What is asked: Give the stretch from the start of the records through the line containing "x=691, y=332" again, switching "runner" to "jogger" and leaving everything else the same.
── Records for this exercise
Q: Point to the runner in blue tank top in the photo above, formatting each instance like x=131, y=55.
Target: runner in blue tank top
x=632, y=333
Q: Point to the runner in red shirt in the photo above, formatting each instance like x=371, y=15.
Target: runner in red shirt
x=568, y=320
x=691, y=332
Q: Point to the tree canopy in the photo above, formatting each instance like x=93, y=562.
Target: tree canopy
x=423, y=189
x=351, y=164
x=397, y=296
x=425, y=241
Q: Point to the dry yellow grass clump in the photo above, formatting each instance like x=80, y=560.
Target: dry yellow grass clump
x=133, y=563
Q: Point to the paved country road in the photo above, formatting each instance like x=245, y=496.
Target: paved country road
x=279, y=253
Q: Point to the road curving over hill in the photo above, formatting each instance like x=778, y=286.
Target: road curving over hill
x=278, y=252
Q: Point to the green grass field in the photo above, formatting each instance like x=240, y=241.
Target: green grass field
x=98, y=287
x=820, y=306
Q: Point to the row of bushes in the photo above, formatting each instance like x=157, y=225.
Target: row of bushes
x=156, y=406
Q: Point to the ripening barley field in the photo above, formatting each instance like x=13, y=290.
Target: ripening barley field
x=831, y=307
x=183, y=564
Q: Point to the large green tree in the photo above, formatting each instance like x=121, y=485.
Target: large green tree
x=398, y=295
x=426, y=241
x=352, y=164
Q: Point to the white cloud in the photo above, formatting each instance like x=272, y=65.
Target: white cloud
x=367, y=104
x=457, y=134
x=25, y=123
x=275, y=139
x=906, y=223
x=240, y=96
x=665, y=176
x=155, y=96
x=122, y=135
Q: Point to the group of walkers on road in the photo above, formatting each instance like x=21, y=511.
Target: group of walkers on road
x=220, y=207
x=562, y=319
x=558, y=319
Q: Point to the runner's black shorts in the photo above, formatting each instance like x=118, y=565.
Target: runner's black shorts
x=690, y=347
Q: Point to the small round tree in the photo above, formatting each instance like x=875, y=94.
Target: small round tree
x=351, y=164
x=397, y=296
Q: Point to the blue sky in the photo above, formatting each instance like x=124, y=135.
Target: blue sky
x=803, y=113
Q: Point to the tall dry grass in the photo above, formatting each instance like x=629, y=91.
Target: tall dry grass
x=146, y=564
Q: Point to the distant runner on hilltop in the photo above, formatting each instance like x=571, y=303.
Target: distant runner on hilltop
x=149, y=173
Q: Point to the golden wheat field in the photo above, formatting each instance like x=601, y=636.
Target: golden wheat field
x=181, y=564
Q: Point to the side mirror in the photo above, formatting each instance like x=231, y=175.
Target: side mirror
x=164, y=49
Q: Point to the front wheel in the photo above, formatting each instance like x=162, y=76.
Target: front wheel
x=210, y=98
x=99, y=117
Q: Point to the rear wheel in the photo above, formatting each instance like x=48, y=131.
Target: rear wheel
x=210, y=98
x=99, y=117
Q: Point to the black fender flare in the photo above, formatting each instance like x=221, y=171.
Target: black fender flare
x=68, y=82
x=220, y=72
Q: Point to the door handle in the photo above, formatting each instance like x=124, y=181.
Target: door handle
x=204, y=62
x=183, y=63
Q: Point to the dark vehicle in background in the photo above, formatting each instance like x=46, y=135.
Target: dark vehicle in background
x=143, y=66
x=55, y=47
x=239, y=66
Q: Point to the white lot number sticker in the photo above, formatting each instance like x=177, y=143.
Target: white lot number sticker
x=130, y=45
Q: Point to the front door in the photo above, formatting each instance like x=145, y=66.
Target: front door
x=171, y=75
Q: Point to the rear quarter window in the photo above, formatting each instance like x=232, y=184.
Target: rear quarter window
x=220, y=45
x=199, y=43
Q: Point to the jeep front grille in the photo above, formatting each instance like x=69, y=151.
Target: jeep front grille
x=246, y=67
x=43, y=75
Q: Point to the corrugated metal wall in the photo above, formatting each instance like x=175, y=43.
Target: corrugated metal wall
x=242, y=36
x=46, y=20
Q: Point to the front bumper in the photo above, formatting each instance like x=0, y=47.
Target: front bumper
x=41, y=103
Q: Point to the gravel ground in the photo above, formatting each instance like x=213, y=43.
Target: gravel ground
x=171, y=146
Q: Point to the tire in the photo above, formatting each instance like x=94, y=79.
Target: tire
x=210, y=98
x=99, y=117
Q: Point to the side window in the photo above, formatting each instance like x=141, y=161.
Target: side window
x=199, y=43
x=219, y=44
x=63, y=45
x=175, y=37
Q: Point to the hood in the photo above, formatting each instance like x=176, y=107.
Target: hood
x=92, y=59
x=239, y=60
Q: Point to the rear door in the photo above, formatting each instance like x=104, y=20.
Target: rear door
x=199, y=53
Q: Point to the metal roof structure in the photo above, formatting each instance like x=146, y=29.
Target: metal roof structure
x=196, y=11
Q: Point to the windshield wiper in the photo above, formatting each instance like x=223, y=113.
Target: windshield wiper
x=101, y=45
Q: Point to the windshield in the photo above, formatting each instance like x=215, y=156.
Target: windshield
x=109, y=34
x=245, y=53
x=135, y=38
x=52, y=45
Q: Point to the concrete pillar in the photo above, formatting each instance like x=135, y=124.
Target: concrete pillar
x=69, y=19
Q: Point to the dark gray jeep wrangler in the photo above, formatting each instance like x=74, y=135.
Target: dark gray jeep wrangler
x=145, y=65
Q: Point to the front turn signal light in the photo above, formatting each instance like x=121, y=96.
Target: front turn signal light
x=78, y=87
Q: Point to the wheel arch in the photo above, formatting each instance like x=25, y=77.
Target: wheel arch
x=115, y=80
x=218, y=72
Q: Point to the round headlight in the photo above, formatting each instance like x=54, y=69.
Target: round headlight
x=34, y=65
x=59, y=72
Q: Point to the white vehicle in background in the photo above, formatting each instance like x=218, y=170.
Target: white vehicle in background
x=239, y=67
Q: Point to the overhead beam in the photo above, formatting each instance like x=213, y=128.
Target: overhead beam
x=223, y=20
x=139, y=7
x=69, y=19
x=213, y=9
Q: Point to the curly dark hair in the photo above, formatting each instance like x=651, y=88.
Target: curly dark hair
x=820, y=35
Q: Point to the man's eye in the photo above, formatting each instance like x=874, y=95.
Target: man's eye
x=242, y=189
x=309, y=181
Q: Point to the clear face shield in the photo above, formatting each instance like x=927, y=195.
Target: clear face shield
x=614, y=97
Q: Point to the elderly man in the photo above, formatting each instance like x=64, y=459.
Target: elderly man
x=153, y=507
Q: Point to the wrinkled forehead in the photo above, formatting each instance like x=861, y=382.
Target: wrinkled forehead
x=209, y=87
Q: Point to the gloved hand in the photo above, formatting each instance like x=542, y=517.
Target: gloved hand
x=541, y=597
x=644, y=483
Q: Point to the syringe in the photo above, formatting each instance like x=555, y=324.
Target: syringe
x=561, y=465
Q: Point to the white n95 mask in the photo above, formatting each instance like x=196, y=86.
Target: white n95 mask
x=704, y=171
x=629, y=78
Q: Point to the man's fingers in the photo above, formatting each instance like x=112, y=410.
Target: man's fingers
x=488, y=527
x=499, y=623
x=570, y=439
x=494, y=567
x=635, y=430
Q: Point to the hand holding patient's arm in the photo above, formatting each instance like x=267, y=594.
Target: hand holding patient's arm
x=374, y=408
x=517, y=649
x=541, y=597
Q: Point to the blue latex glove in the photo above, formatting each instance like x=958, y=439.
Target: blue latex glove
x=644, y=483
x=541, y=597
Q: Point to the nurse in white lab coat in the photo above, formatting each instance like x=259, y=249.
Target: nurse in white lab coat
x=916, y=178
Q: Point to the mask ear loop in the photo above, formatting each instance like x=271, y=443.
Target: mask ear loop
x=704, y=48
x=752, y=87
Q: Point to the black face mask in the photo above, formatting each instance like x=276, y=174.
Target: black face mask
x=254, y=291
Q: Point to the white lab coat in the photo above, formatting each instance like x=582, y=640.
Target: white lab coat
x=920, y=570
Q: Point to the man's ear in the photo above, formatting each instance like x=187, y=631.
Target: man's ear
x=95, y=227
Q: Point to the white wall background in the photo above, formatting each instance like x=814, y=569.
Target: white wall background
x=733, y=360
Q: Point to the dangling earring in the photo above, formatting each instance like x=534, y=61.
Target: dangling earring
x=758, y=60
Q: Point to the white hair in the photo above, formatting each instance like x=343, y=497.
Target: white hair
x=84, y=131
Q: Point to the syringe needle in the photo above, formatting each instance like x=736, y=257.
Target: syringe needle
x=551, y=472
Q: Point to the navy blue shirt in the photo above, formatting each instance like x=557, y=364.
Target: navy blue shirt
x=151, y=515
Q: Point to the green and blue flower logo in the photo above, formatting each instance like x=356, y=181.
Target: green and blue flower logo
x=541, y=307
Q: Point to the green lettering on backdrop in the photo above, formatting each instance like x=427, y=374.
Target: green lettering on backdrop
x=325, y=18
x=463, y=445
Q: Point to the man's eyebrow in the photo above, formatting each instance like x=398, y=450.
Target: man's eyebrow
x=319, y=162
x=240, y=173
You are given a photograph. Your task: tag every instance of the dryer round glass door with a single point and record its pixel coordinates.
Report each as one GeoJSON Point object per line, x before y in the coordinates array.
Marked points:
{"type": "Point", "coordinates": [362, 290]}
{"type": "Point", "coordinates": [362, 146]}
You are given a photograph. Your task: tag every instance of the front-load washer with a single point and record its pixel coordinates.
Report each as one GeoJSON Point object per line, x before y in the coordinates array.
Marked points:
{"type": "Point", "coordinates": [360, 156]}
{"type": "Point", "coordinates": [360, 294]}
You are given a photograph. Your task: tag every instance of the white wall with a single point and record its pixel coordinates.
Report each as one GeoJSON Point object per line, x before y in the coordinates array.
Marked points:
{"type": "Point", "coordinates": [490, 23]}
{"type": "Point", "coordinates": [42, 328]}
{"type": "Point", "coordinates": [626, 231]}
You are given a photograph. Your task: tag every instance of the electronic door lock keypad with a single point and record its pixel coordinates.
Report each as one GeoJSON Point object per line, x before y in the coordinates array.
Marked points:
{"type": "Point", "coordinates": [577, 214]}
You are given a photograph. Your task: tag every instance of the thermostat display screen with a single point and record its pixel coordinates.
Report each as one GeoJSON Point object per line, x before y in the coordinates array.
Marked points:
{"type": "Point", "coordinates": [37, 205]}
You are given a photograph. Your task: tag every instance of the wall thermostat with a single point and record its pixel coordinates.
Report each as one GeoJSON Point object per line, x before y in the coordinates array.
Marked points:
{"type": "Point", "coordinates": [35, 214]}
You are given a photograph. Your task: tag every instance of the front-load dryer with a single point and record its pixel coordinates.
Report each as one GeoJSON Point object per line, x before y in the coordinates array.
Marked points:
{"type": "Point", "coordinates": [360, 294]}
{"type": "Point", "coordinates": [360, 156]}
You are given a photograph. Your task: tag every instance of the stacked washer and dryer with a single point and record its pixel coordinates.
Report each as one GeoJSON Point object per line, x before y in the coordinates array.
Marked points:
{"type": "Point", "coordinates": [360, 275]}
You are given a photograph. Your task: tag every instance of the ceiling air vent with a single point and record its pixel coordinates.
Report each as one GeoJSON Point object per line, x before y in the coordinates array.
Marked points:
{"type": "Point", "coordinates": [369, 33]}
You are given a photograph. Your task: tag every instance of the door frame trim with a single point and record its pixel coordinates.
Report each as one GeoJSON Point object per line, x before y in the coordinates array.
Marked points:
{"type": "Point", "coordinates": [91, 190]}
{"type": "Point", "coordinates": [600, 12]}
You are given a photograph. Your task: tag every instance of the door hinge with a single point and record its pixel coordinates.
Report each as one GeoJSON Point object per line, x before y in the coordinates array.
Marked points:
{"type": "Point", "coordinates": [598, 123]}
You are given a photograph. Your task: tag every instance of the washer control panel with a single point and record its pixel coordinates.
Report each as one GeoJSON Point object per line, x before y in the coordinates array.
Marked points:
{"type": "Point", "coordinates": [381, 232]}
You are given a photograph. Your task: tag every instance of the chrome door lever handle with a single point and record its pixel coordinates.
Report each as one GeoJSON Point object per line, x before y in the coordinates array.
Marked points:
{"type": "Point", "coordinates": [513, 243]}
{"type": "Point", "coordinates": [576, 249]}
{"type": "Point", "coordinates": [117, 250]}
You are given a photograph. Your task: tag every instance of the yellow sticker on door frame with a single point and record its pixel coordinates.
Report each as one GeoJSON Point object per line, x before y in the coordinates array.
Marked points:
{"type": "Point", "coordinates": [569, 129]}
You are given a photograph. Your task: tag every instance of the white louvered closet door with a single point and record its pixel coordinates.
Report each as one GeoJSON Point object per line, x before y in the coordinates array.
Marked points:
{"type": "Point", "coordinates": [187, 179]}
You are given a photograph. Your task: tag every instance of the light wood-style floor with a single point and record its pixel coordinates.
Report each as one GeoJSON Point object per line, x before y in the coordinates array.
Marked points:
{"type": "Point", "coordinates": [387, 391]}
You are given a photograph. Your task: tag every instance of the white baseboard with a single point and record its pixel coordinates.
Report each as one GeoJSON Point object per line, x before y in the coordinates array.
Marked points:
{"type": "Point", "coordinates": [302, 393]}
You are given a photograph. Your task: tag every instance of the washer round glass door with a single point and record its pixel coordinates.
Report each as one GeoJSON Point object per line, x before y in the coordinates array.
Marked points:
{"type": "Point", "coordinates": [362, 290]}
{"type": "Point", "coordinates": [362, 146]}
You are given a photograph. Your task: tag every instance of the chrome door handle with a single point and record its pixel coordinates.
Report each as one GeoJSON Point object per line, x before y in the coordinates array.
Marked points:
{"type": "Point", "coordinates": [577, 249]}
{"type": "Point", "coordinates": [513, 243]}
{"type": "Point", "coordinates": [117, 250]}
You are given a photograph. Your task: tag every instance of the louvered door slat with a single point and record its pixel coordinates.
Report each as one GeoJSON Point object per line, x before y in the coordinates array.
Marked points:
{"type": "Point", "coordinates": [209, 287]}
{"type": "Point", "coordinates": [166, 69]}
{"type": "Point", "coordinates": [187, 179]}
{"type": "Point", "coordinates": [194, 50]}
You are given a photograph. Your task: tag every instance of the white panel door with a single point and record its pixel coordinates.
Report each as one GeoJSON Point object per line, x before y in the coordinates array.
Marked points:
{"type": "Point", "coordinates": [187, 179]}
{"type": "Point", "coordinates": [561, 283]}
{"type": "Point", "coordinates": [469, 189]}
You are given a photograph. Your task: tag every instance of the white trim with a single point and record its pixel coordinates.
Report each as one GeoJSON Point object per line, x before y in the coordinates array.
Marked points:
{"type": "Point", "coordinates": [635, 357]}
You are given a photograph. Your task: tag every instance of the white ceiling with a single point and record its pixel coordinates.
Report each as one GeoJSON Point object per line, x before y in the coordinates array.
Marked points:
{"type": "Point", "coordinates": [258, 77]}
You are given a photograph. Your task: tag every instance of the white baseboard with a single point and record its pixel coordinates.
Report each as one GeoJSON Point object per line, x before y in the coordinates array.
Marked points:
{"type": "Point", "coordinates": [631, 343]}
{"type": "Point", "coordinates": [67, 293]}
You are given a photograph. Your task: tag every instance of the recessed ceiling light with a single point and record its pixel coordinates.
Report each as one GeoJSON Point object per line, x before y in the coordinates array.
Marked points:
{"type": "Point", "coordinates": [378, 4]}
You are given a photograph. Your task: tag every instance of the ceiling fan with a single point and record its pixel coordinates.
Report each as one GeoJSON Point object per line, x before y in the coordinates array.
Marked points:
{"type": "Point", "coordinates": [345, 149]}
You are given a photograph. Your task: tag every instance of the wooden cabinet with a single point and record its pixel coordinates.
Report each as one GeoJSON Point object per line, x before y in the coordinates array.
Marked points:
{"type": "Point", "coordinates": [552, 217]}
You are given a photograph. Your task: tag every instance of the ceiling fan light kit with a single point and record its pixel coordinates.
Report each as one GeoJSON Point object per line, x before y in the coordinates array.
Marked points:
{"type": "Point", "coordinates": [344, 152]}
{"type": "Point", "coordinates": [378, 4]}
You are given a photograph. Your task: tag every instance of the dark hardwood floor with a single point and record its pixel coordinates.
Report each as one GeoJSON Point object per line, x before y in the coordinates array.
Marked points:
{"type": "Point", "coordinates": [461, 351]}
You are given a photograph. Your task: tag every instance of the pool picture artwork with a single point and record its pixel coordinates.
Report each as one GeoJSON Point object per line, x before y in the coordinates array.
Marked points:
────
Reply:
Q: Point to the jogger in blue tank top in the photo above, formatting each instance like x=131, y=55.
Target: jogger in blue tank top
x=632, y=333
Q: Point to the jogger in red shirt in the photo above, formatting each instance like x=371, y=15.
Target: jogger in red shirt
x=568, y=320
x=691, y=332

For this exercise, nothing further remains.